### THE REQUEST:
Copy out only the lines starting at the one that contains "Q: report a point for each instance of the standing" and ending at the end of the records, requests included. Multiply each coordinate in the answers by 1.3 and round it to a whole number, with halves rounded up.

### EXTRACTED MATERIAL:

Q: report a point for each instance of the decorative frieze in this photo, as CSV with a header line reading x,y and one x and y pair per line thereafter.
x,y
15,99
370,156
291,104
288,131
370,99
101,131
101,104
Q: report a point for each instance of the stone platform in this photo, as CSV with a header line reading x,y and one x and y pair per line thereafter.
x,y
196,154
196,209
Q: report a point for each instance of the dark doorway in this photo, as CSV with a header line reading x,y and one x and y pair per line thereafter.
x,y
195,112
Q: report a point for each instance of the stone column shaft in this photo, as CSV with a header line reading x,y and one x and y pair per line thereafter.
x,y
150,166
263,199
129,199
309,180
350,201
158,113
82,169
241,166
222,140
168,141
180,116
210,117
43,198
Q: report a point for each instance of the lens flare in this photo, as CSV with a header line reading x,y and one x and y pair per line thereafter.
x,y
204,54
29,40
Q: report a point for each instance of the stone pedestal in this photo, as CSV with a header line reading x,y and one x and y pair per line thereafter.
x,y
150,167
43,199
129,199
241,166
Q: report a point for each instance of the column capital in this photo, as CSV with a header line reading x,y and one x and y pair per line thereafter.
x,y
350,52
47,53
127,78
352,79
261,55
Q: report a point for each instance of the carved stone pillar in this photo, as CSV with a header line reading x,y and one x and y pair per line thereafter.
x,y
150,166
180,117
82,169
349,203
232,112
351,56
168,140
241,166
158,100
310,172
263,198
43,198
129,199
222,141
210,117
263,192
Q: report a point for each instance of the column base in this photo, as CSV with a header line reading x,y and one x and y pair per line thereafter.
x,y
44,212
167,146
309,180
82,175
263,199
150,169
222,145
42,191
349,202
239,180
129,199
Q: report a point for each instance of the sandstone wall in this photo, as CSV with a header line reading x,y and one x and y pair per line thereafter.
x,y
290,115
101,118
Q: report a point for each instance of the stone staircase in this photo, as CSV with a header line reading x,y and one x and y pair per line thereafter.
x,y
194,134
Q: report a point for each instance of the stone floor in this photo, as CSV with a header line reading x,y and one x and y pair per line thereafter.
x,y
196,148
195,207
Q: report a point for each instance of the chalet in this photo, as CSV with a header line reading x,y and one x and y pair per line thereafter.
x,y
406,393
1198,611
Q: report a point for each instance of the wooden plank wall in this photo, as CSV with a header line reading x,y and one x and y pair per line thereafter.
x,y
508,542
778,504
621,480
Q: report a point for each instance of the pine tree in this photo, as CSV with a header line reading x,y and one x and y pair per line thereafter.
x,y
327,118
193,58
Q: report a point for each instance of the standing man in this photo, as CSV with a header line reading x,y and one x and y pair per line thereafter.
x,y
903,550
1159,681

### ANSWER TO THE EXERCISE:
Q: report a point for each instance of the standing man in this photo, as CSV with a header line reading x,y and one x and y pair per line thereafter.
x,y
1174,715
1507,885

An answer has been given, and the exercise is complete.